WHAT IS REQUIRED
Could you reproduce, word for word, the lines of data below from the line with "Segment firefighter in the image above." through the line with "[212,113,333,230]", including both of those lines?

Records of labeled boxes
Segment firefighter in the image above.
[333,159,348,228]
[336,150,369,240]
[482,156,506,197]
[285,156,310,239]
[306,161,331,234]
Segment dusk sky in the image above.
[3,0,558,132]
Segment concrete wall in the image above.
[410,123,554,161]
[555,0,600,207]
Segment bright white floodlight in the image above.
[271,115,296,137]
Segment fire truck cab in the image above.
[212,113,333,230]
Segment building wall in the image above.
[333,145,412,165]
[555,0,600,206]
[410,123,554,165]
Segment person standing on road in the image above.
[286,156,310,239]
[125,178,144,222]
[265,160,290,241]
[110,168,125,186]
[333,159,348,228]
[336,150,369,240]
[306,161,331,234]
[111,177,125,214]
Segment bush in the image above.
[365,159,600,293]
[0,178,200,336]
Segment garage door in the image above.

---

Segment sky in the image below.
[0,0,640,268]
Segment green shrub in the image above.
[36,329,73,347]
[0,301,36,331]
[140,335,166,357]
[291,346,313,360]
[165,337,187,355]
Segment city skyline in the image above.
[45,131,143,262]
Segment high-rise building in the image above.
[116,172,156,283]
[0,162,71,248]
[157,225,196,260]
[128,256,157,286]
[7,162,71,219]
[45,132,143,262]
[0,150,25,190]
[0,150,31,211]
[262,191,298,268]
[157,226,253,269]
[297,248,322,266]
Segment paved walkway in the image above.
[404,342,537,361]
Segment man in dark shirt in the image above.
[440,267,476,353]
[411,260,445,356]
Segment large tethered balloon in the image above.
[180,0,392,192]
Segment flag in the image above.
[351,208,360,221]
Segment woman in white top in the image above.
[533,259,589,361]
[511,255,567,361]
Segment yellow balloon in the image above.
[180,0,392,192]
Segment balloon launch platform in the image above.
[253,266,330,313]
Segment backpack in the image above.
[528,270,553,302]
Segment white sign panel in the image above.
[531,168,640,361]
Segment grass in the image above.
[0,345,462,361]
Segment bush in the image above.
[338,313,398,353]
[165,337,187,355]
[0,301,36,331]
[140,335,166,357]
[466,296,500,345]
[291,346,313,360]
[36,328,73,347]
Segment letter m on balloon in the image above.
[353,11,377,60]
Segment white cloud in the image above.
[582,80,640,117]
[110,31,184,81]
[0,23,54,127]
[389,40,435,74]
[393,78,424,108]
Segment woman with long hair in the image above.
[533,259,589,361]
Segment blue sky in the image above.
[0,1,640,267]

FULL RESPONSE
Segment firefighter in the image above.
[333,159,348,228]
[336,150,369,240]
[482,156,506,197]
[285,156,310,239]
[306,161,331,234]
Segment dusk sky in the image above.
[3,0,558,132]
Segment concrete wall in the image above.
[410,123,554,161]
[555,0,600,207]
Segment bright white floodlight in the image above.
[271,115,296,137]
Segment fire truck cab in the image above.
[212,113,333,230]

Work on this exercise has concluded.